**Input:**

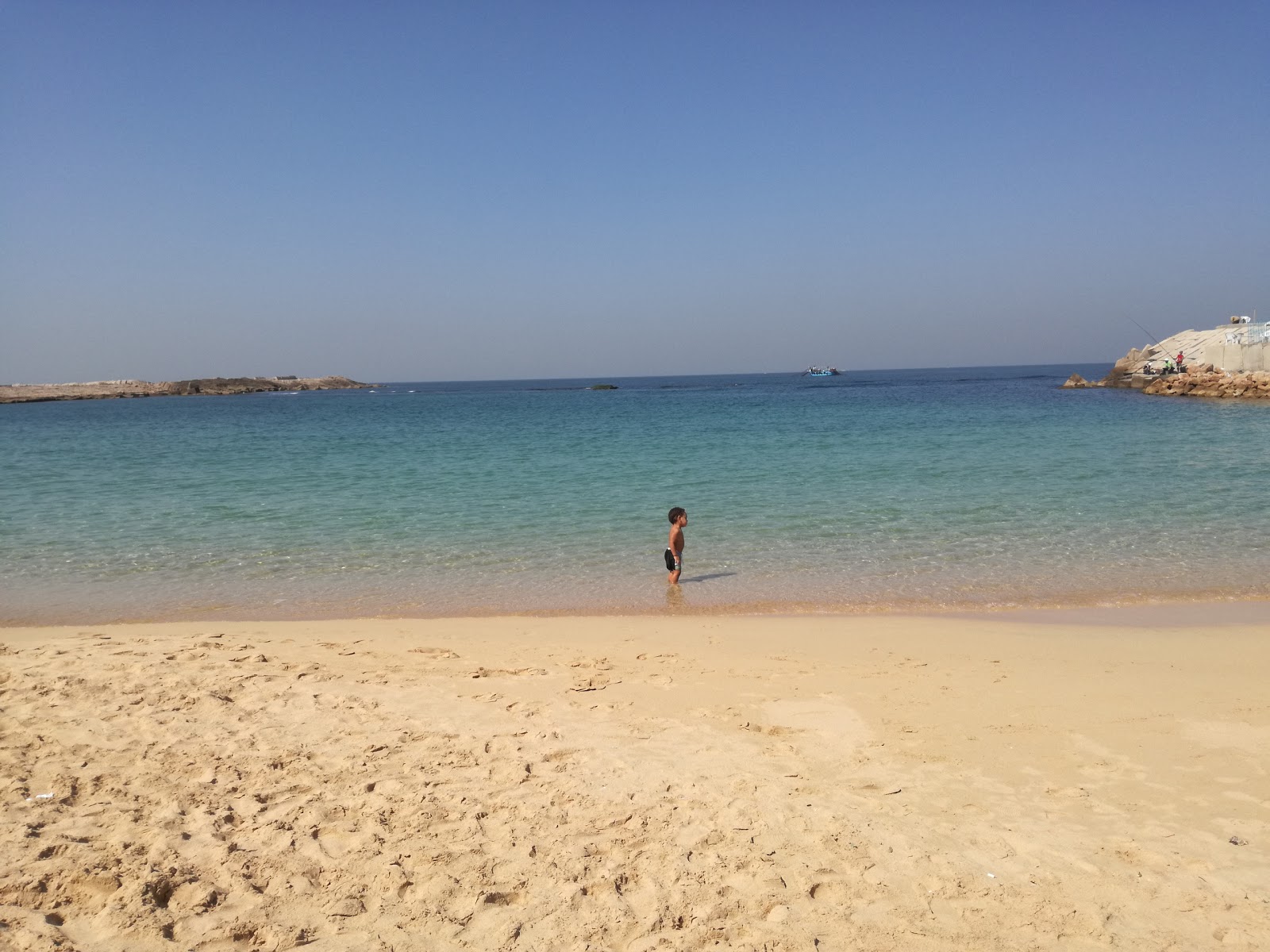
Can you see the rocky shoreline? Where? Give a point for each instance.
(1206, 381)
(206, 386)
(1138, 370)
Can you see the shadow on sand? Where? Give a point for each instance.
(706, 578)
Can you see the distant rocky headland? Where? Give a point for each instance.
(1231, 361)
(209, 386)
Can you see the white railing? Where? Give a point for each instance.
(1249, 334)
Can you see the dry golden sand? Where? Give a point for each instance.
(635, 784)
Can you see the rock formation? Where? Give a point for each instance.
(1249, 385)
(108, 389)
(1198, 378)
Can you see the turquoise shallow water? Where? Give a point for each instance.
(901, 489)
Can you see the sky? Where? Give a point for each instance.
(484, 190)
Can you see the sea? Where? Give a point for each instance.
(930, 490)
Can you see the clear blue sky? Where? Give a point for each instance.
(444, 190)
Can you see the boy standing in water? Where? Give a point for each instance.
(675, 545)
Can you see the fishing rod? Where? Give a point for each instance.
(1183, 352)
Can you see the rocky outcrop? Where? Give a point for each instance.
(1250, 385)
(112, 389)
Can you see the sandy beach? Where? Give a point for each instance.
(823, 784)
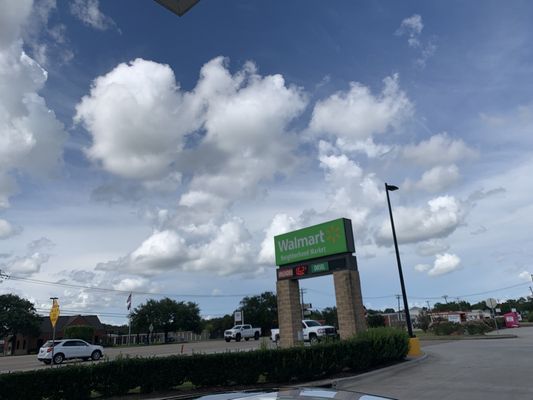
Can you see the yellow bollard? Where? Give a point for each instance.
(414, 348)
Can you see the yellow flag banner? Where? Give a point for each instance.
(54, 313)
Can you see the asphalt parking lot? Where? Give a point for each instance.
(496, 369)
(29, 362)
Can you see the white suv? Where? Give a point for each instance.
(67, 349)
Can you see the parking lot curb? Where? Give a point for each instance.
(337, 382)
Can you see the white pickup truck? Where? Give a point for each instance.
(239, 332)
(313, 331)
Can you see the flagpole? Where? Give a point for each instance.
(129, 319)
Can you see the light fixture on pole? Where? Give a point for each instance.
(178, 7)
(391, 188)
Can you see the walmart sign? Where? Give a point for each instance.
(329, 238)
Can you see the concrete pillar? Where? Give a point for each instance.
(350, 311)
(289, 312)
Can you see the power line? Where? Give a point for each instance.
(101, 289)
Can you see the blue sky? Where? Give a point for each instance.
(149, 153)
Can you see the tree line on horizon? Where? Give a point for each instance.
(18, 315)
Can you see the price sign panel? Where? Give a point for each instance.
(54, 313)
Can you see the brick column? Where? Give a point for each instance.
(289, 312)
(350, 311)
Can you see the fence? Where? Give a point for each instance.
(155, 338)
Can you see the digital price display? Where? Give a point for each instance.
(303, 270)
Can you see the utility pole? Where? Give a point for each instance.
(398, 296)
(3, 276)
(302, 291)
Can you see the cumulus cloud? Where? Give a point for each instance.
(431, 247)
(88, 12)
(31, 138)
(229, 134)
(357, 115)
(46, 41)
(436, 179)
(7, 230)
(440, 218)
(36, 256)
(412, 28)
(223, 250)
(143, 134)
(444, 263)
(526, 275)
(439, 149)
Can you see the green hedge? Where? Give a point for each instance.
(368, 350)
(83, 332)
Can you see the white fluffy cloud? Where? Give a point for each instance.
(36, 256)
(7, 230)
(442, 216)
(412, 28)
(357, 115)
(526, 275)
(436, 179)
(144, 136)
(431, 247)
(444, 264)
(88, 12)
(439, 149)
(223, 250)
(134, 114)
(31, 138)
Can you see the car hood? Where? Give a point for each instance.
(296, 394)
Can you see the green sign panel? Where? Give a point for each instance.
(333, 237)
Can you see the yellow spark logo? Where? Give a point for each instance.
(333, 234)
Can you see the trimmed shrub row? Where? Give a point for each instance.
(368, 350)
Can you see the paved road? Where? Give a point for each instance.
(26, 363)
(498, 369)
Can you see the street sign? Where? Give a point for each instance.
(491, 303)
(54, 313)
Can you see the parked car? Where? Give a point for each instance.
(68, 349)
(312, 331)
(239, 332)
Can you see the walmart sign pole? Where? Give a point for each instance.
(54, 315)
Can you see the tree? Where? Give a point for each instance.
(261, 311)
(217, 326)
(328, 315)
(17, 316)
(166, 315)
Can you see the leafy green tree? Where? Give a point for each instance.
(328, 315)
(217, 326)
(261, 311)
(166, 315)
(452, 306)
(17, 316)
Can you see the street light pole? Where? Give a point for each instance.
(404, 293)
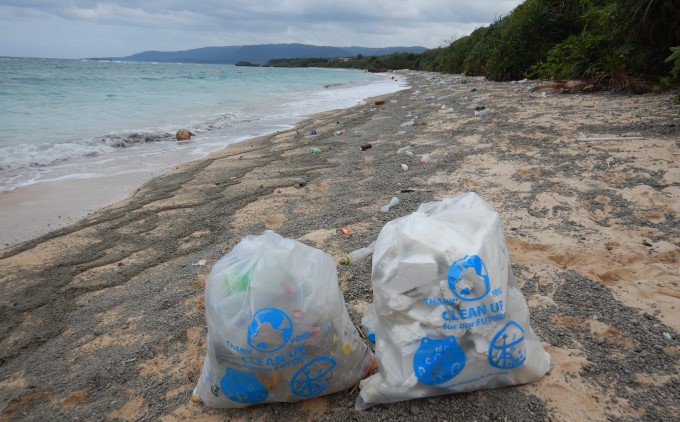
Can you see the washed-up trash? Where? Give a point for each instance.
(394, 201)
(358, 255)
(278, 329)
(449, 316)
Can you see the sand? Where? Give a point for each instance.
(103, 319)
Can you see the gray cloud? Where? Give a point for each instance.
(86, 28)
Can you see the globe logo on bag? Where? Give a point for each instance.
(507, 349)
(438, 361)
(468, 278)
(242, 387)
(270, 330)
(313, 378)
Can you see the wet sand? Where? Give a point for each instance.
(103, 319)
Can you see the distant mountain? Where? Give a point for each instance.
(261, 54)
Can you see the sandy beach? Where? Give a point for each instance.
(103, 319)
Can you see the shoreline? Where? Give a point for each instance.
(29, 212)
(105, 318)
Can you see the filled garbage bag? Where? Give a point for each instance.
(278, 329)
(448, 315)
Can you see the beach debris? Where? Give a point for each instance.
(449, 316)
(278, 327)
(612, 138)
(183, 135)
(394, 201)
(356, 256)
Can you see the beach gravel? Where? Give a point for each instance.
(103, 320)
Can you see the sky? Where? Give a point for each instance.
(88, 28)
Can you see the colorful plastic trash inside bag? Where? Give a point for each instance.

==

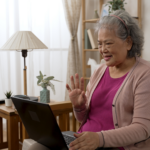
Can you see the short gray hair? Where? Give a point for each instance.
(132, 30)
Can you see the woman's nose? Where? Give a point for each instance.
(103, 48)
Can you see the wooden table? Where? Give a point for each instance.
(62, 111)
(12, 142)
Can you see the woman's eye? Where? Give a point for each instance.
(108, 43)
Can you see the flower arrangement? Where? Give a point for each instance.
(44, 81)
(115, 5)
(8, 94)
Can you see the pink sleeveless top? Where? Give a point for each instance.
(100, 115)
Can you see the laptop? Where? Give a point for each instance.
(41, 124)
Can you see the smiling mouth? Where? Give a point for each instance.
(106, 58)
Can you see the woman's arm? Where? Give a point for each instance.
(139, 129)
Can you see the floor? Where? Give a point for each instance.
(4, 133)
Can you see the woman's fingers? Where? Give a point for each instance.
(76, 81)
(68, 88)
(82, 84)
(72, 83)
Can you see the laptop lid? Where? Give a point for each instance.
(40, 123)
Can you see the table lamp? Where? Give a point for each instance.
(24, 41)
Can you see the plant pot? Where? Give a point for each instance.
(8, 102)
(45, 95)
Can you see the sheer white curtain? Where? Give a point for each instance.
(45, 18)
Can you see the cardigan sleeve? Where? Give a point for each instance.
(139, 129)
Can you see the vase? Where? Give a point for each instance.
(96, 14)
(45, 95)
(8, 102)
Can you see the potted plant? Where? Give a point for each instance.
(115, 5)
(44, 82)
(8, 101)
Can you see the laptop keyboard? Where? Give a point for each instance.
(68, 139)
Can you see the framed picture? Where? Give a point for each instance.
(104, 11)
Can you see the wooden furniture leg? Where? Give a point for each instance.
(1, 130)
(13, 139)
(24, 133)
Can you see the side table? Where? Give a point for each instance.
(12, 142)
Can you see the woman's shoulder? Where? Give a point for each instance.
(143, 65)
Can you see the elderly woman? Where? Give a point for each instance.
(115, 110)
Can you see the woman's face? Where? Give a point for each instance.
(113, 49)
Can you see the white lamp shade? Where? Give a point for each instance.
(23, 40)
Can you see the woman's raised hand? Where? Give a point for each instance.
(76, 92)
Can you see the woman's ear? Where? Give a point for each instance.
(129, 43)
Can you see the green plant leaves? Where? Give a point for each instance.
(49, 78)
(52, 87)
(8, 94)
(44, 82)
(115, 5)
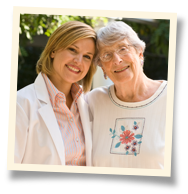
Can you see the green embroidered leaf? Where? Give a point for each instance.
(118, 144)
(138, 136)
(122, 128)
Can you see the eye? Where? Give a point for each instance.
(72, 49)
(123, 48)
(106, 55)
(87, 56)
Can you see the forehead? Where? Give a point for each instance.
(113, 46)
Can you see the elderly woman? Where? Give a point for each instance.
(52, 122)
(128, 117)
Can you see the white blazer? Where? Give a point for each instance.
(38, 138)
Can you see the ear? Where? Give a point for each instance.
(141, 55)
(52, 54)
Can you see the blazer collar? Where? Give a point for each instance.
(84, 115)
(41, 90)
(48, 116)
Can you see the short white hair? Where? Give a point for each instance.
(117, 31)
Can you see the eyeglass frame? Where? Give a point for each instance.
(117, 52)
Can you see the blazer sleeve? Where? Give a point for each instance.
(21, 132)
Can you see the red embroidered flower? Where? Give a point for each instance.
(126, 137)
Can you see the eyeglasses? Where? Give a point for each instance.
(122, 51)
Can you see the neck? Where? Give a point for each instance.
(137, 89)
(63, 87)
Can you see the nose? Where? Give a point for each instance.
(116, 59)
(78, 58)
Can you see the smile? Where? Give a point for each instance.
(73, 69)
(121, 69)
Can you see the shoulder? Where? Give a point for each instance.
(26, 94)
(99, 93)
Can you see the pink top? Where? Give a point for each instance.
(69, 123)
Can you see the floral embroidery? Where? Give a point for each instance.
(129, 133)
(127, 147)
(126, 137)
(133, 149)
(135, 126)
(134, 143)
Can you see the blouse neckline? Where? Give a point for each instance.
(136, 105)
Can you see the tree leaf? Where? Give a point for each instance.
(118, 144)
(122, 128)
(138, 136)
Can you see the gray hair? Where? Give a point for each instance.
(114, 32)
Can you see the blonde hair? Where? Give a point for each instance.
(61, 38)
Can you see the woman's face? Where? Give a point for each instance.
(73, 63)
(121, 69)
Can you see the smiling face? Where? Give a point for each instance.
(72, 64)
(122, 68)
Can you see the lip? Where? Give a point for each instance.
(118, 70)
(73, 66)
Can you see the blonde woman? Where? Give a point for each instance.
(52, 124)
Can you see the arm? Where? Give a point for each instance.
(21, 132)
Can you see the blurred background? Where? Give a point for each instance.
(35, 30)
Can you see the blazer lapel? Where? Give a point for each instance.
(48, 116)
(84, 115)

**Instructions for the task:** Copy out, without any change, every line of the records from the one containing "Can you see the rocky shoreline?" down to the one containing "(1249, 334)", both of those included.

**Output:**
Can you see the rocky shoreline? Where? Give a point for each instance.
(1206, 381)
(206, 386)
(1138, 370)
Can you see the shadow on sand? Where? Give a point for each instance.
(706, 578)
Can you see the distant rocky headland? Where? Give a point for each instance.
(1231, 361)
(209, 386)
Can you see the white railing? Where? Give a point for each instance.
(1249, 334)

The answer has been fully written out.